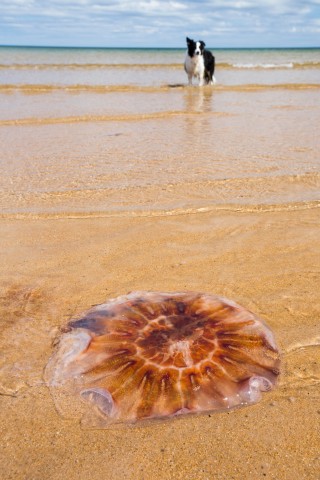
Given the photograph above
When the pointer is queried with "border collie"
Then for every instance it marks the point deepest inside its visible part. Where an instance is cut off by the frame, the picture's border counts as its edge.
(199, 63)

────────

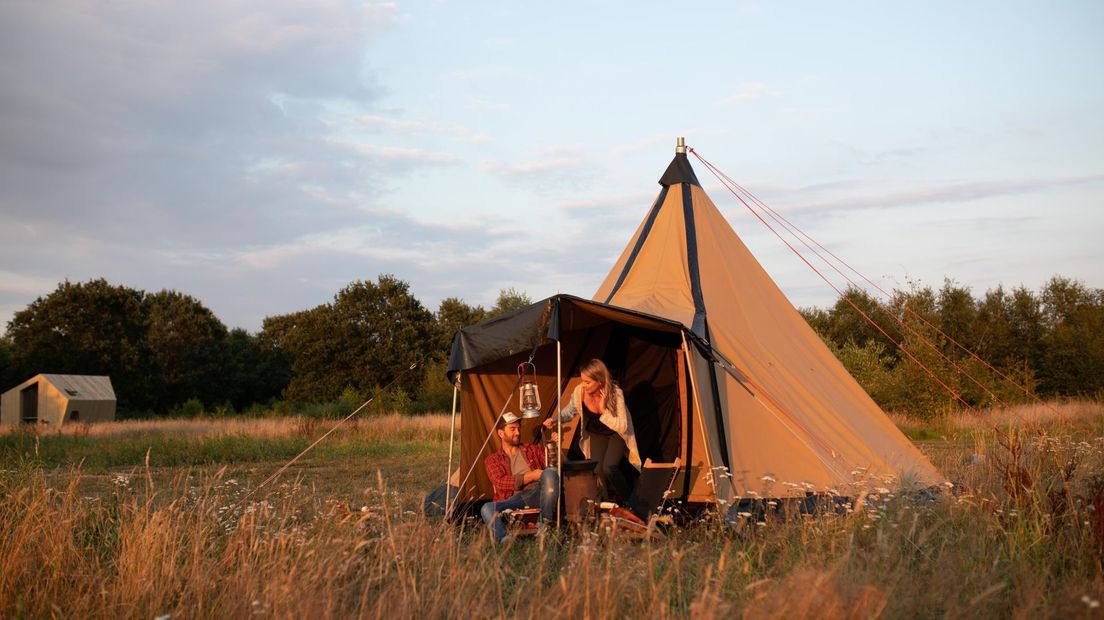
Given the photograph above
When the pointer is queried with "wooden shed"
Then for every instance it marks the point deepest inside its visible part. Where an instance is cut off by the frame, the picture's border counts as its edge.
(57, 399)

────────

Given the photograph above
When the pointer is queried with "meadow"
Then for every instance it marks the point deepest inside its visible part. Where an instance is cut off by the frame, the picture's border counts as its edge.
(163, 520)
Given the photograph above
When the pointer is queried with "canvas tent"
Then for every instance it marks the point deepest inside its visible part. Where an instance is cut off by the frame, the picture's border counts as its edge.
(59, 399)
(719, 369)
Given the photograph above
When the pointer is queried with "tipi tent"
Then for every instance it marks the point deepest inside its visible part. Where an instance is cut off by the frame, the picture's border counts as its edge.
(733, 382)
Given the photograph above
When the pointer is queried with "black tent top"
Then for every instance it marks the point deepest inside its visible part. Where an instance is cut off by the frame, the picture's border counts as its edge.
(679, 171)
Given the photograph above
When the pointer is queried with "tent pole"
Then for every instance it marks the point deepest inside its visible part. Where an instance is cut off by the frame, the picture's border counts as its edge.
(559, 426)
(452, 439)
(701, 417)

────────

PROMPT:
Select every line in the records above that contains the word "queried", matching case exactly.

ANSWER TO THIS PROBLEM:
When the pointer is queried with "border collie"
When the pointer is queried with "wooden shed"
When the pointer is queried with "meadow"
When the pointer is queried with "canvas tent"
When the pointer is queried with "tipi tent"
When the pointer is queried with "black tent top"
When the pointer is queried with "tent pole"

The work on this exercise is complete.